_ARTICLE_.
The Live Earth concerts sponsored by Gore and featuring celebrity performers
whose greenhouse gas emissions rival their bombast in volume and output has
provided the Rock liturgy for this quasi-religious movement. The hypocrisy of
these new-age evangelists has been preserved in amber in Sinclair Lewis’ Elmer Gantry. Interestingly, shortly
before it was announced that Gore would be awarded the Nobel Peace Prize, a UK
court ruled that his global warming movie, An Inconvenient Truth, contained at least nine
salient falsehoods, in particular with respect to his claim that Hurricane
Katrina was caused by global warming, and that the film was little more than a
form of “political indoctrination.”
As we
have seen, hurricane frequency is one of Gore’s central arguments in
prosecuting his case. He would have taken comfort in a later, supporting study
sponsored by the University College of London (Nature, January 30, 2008).
Unfortunately, as Steven Millroy, adjunct scholar at the Cato Institute,
pointed out in an article in JunkScience.com (January 31, 2008), the researchers in question left
out several important variables from their computer model, such as atmospheric
humidity, sea-level pressure and long-range cycle activity, which severely
damaged their thesis. The researchers themselves admitted that their analysis
“does not identify whether greenhouse gas-induced warming contributed…to the
increase in hurricane activity.”
But the real nail in the coffin of the Gorean
hypothesis comes from the hammer of the NOAA (National Oceanic and Atmospheric
Administration), which published a study in Geophysical Research Letters (January 23, 2008)

_GIVEN MATERIAL_.
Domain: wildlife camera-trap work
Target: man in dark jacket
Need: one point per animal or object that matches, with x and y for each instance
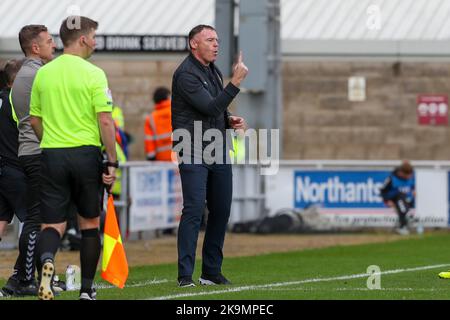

_JOB_.
Reproduce the text on Gore and global warming above, word for word and in full.

_RESULT BELOW_.
The Live Earth concerts sponsored by Gore and featuring celebrity performers
whose greenhouse gas emissions rival their bombast in volume and output has
provided the Rock liturgy for this quasi-religious movement. The hypocrisy of
these new-age evangelists has been preserved in amber in Sinclair Lewis’ Elmer Gantry. Interestingly, shortly
before it was announced that Gore would be awarded the Nobel Peace Prize, a UK
court ruled that his global warming movie, An Inconvenient Truth, contained at least nine
salient falsehoods, in particular with respect to his claim that Hurricane
Katrina was caused by global warming, and that the film was little more than a
form of “political indoctrination.”
As we
have seen, hurricane frequency is one of Gore’s central arguments in
prosecuting his case. He would have taken comfort in a later, supporting study
sponsored by the University College of London (Nature, January 30, 2008).
Unfortunately, as Steven Millroy, adjunct scholar at the Cato Institute,
pointed out in an article in JunkScience.com (January 31, 2008), the researchers in question left
out several important variables from their computer model, such as atmospheric
humidity, sea-level pressure and long-range cycle activity, which severely
damaged their thesis. The researchers themselves admitted that their analysis
“does not identify whether greenhouse gas-induced warming contributed…to the
increase in hurricane activity.”
But the real nail in the coffin of the Gorean
hypothesis comes from the hammer of the NOAA (National Oceanic and Atmospheric
Administration), which published a study in Geophysical Research Letters (January 23, 2008)